Work to be completed
Please report each line of the data below that contains "stem".

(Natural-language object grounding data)
[Start of Attachment]

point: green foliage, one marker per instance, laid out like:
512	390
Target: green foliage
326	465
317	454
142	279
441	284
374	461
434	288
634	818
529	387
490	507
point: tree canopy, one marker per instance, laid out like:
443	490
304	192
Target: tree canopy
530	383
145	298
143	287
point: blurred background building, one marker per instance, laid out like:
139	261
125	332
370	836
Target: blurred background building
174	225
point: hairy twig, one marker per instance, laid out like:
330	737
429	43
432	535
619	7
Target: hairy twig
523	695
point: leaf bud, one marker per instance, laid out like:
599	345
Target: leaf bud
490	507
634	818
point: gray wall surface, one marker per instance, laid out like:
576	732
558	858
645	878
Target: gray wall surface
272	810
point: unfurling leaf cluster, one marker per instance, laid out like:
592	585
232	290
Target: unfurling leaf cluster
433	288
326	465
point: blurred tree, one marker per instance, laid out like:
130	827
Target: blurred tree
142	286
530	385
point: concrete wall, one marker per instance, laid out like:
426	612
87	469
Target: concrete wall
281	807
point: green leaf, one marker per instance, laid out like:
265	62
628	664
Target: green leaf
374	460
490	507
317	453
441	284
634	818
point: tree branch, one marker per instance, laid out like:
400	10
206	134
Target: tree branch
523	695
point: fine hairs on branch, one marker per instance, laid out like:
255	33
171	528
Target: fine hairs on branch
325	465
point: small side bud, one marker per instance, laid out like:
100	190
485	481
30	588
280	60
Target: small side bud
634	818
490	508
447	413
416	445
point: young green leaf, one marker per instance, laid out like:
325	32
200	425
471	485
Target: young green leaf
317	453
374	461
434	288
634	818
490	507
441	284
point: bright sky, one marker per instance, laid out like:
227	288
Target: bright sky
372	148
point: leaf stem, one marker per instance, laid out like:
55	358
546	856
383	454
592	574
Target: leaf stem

[End of Attachment]

Answer area
point: leaf stem, one marker per instance, laid out like:
Target: leaf stem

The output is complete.